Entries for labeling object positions

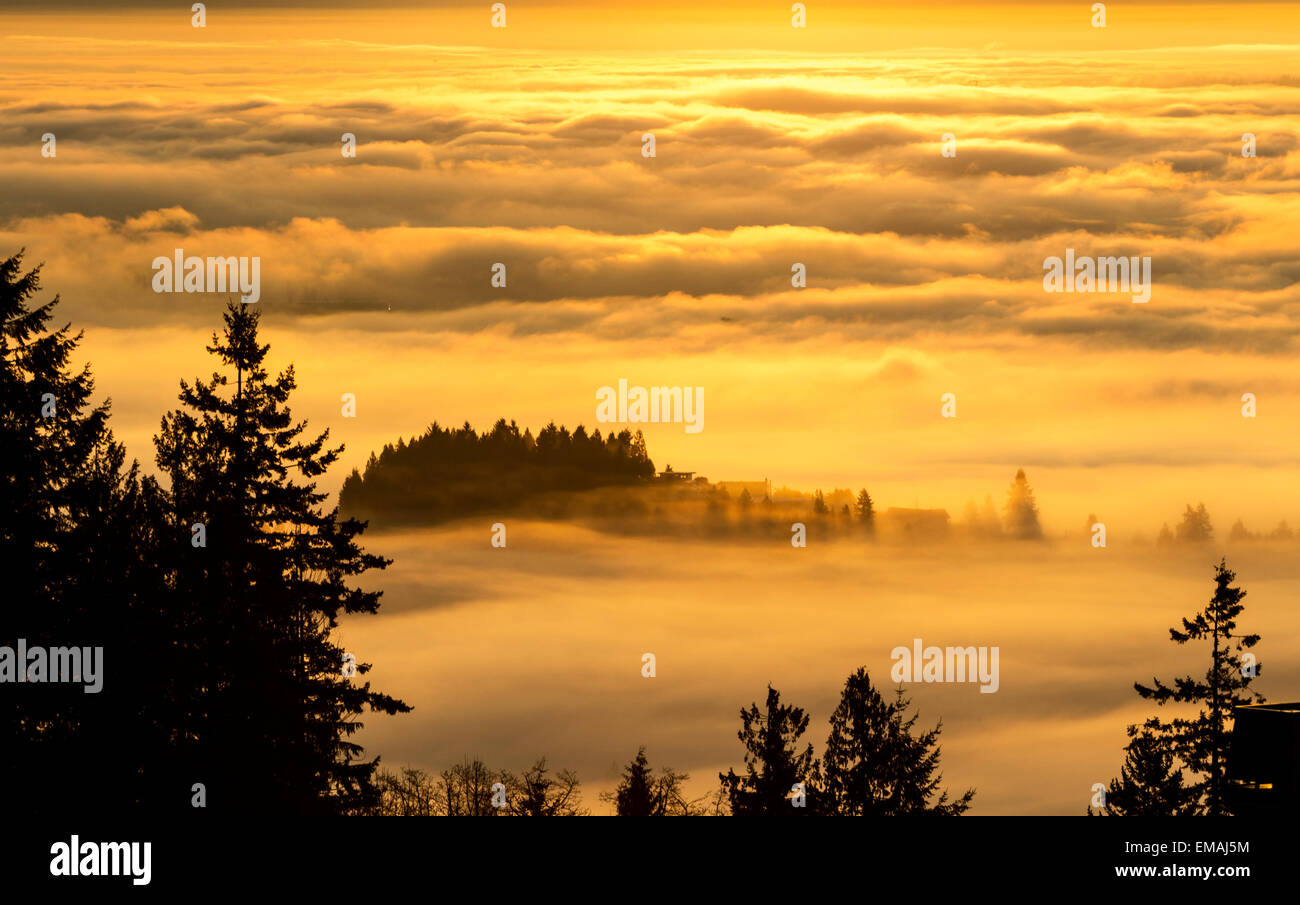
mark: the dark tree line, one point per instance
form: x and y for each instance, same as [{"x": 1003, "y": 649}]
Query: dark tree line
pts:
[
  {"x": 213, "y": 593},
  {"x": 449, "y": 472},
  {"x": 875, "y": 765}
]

---

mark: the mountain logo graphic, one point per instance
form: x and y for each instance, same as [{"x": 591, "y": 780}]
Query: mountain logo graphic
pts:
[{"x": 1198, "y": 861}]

==

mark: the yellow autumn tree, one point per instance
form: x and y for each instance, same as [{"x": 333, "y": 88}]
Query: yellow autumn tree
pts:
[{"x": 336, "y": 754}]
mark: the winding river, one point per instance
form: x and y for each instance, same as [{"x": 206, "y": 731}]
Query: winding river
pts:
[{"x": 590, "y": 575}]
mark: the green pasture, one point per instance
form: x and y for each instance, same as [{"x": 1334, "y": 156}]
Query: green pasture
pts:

### GOAL OF THE EXERCISE
Please find each line in the entries above that contains the string "tree", matching case, and copy those lines out.

### TASK RESULT
mark: the dark tree line, one point per instance
Query: dark tree line
mark: the yellow autumn tree, one point per instance
Query: yellow autumn tree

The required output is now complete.